» CONSIGNE 1
Selon l'extrait sur la géométrie descriptive, à quoi la géométrie élémentaire s'était-elle arrêtée jusque-là ?
» CONSIGNE 2
Dans l'extrait sur la géométrie descriptive, quels domaines sont énumérés avant les mots « en un mot » comme relevant de cette science ?

» EXTRAIT DU DOCUMENT
Une branche considérable de la géométrie, qui se recommande par des applications nombreuses, et que cultivaient par instinct plutôt que méthodiquement tous les ouvriers employés aux arts de construction, a été réduite en corps de doctrine… On sent qu’il s’agit ici de la théorie et de la pratique des opérations qui résultent de la combinaison des lignes, des plans et des surfaces dans l’espace, et que M. Monge a fait connaître sous le nom de géométrie descriptive. La coupe des pierres, la charpente, certaines parties de la fortification et de l’architecture, la perspective, la gnomonique : en un mot, toutes les parties des mathématiques, soit pures, soit appliquées, dans lesquelles on considère l’espace avec ses trois dimensions, sont du ressort de ce complément nouveau de la géométrie élémentaire qui jusque-là s’était arrêtée à la mesure des aires et des volumes… Ce n’est pas qu’avant M. Monge, les géomètres n’eussent connu la méthode des projections et ne l’eussent employée à la résolution de plusieurs problèmes…, mais cette théorie… n’avait pas encore cette indépendance et cet enchaînement de questions qui en ont fait une véritable science…

Delambre.

La Géométrie descriptive donne des méthodes pour représenter exactement, sur un seul plan, tout corps susceptible d’une définition précise, et pour déduire de cette représentation les véritables grandeurs des diverses parties du corps que l’on considère.

C’est à l’aide de pareils dessins faits sur des aires planes, que les tailleurs de pierre et les charpentiers parviennent à donner aux matériaux solides des formes déterminées.

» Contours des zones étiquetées
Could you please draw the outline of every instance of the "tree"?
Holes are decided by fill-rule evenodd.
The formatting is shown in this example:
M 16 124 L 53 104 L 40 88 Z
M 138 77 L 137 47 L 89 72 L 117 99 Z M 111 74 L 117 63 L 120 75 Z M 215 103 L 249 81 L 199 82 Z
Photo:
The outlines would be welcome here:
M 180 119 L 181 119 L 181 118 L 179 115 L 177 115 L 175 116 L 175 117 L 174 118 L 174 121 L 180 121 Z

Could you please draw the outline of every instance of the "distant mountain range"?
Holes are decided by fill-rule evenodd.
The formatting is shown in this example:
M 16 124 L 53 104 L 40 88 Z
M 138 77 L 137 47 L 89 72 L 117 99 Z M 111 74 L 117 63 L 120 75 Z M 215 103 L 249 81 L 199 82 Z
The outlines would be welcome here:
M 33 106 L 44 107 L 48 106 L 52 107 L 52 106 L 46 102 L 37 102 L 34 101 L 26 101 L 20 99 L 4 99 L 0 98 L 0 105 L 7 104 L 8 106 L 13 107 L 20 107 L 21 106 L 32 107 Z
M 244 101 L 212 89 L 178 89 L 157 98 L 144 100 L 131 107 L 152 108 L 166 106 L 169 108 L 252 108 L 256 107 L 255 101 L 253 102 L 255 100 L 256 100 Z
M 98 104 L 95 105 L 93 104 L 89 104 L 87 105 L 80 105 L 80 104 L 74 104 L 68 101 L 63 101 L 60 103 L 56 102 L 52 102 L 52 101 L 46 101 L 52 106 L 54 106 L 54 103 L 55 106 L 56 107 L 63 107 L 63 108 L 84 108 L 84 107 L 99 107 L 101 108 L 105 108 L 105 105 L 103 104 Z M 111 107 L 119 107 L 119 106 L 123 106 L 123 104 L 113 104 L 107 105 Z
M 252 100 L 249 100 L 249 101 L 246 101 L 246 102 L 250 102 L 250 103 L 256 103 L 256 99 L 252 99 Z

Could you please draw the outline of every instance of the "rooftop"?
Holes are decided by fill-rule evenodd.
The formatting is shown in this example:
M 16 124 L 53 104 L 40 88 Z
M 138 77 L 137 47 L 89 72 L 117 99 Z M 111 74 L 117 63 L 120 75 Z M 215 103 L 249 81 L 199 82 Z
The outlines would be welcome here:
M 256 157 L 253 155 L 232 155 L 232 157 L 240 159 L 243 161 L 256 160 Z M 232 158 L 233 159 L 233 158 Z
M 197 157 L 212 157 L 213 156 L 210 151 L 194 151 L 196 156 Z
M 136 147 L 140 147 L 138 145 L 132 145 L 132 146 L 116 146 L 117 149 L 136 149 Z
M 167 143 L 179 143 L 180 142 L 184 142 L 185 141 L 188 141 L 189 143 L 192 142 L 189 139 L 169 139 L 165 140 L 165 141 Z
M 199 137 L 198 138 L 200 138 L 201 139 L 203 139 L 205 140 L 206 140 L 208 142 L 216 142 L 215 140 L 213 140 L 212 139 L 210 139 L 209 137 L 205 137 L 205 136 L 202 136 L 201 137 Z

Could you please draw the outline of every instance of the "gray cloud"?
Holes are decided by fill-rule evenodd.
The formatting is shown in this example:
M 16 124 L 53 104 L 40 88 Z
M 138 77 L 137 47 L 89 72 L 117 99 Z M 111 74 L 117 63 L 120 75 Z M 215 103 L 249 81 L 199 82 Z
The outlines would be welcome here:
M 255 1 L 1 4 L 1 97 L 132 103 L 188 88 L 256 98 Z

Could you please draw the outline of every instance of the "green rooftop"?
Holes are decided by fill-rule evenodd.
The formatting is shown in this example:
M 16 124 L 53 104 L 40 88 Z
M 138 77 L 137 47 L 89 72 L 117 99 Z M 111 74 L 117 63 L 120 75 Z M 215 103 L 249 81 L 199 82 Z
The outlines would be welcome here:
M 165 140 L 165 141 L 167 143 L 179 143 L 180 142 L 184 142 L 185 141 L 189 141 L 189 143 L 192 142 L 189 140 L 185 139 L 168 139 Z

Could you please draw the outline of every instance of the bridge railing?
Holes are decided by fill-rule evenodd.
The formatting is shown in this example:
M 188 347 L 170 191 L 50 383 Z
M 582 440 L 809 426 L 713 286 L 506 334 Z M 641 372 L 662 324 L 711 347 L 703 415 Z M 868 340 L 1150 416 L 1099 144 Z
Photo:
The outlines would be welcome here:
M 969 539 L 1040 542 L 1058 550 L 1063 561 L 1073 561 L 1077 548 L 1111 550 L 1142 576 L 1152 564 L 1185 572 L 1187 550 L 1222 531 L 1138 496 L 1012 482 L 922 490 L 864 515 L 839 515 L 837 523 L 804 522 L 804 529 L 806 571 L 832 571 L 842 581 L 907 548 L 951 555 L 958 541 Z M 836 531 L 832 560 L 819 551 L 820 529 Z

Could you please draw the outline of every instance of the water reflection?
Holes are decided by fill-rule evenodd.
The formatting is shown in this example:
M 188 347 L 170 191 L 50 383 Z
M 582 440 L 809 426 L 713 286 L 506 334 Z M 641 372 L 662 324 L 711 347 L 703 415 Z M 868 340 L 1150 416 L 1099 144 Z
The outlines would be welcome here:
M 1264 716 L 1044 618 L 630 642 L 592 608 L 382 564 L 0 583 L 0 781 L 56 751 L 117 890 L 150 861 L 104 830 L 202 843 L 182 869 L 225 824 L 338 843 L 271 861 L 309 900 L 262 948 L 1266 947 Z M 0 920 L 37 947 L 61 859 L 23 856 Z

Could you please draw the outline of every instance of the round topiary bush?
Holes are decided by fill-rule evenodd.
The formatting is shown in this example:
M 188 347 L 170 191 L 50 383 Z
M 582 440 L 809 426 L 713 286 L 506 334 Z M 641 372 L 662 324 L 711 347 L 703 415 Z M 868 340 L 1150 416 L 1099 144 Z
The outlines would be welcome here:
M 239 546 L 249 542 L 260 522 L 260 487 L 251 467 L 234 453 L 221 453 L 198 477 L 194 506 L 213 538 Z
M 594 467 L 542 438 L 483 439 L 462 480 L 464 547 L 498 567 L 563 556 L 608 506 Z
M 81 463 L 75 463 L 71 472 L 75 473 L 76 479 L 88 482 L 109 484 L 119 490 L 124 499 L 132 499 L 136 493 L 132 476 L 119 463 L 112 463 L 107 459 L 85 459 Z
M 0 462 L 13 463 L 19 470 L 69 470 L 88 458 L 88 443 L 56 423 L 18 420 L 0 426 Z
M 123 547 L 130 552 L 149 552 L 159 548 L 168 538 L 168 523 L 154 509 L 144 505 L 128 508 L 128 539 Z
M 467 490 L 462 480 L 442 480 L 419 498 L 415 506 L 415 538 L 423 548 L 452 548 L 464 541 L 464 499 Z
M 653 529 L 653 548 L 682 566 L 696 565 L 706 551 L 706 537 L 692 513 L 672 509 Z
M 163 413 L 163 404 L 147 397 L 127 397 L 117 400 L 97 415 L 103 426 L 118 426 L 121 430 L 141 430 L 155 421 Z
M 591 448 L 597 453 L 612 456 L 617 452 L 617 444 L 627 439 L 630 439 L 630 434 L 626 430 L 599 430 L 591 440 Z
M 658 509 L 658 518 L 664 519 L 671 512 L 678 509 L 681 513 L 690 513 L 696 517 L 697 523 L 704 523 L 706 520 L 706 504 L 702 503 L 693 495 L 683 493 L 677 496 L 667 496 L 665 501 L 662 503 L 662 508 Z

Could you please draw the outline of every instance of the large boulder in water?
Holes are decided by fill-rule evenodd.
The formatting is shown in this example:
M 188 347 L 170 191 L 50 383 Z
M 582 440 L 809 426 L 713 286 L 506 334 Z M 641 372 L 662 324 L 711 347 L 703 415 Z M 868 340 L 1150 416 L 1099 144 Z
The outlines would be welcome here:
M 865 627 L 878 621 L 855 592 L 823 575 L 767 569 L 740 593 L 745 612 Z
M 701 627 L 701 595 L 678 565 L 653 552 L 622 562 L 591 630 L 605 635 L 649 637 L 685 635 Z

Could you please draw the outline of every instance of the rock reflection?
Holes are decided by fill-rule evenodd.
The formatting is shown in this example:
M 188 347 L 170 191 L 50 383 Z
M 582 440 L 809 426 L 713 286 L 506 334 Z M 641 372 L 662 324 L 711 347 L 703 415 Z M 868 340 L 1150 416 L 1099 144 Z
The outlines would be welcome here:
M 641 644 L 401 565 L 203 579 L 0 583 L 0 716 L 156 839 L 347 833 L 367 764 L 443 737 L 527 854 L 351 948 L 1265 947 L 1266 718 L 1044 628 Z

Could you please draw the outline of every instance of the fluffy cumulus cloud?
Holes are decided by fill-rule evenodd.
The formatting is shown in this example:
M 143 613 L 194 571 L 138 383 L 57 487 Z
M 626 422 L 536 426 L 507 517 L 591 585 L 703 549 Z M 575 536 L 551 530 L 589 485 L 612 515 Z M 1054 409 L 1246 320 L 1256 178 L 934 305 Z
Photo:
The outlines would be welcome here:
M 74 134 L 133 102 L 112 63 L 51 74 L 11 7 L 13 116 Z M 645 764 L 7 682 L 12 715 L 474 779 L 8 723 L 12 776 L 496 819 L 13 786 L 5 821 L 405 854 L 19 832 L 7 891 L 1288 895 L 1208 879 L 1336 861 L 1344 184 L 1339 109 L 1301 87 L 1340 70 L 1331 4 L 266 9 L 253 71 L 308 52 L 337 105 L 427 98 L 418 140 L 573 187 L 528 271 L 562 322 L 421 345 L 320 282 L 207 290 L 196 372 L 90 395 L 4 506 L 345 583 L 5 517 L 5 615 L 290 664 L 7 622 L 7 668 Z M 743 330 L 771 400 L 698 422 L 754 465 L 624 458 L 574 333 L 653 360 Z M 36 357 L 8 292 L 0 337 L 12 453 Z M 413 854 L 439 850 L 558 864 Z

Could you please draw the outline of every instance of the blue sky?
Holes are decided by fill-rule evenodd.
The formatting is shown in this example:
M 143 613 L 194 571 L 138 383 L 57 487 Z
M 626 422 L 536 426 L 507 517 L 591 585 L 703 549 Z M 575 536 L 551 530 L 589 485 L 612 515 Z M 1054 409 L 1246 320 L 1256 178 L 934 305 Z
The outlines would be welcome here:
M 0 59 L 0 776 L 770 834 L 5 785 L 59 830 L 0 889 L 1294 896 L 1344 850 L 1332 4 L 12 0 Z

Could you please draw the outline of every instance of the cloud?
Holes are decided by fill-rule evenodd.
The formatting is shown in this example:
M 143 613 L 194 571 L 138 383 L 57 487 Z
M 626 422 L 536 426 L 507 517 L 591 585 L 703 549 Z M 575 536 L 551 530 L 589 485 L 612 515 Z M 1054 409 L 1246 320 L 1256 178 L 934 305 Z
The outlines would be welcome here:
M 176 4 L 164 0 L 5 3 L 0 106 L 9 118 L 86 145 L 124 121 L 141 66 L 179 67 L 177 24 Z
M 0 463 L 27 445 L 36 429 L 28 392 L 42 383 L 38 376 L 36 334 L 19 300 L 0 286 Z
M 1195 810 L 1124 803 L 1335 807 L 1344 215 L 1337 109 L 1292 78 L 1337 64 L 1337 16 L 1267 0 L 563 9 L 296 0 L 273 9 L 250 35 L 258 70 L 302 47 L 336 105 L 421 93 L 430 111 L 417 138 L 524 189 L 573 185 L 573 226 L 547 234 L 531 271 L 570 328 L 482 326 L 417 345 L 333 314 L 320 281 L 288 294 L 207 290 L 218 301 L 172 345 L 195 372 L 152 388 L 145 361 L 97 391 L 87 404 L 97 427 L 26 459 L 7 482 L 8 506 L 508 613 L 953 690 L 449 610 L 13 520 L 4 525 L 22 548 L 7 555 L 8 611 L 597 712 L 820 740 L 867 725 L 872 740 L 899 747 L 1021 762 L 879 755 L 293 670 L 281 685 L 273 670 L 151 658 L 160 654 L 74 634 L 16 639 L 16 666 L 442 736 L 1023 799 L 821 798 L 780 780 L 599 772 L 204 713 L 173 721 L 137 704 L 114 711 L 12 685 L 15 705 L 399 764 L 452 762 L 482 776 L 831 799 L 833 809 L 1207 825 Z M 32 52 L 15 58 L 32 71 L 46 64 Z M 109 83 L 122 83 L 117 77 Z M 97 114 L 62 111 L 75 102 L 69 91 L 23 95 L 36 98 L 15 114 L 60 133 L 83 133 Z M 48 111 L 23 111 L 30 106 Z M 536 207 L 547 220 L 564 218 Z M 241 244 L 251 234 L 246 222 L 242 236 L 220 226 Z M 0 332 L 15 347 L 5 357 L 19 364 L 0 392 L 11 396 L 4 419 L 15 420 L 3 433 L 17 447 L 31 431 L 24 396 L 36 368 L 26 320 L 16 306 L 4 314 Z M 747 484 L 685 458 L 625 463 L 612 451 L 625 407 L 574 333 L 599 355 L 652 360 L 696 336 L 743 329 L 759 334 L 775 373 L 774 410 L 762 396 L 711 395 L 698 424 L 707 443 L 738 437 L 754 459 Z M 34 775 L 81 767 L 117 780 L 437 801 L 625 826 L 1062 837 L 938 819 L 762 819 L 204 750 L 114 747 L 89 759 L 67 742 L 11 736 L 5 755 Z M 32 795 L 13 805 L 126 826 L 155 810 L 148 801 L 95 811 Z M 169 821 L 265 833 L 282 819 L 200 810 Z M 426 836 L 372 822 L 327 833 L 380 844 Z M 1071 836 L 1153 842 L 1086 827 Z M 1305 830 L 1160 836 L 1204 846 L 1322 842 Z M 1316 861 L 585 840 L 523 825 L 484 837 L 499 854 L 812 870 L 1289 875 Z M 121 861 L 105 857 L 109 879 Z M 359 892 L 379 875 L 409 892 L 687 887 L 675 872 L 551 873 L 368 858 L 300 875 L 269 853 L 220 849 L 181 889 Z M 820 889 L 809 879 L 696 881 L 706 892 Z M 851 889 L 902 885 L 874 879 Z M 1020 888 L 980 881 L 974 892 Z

» RÉPONSE RÉDIGÉE 1
À la mesure des aires et des volumes.

» RÉPONSE RÉDIGÉE 2
La coupe des pierres, la charpente, certaines parties de la fortification et de l'architecture, la perspective, la gnomonique.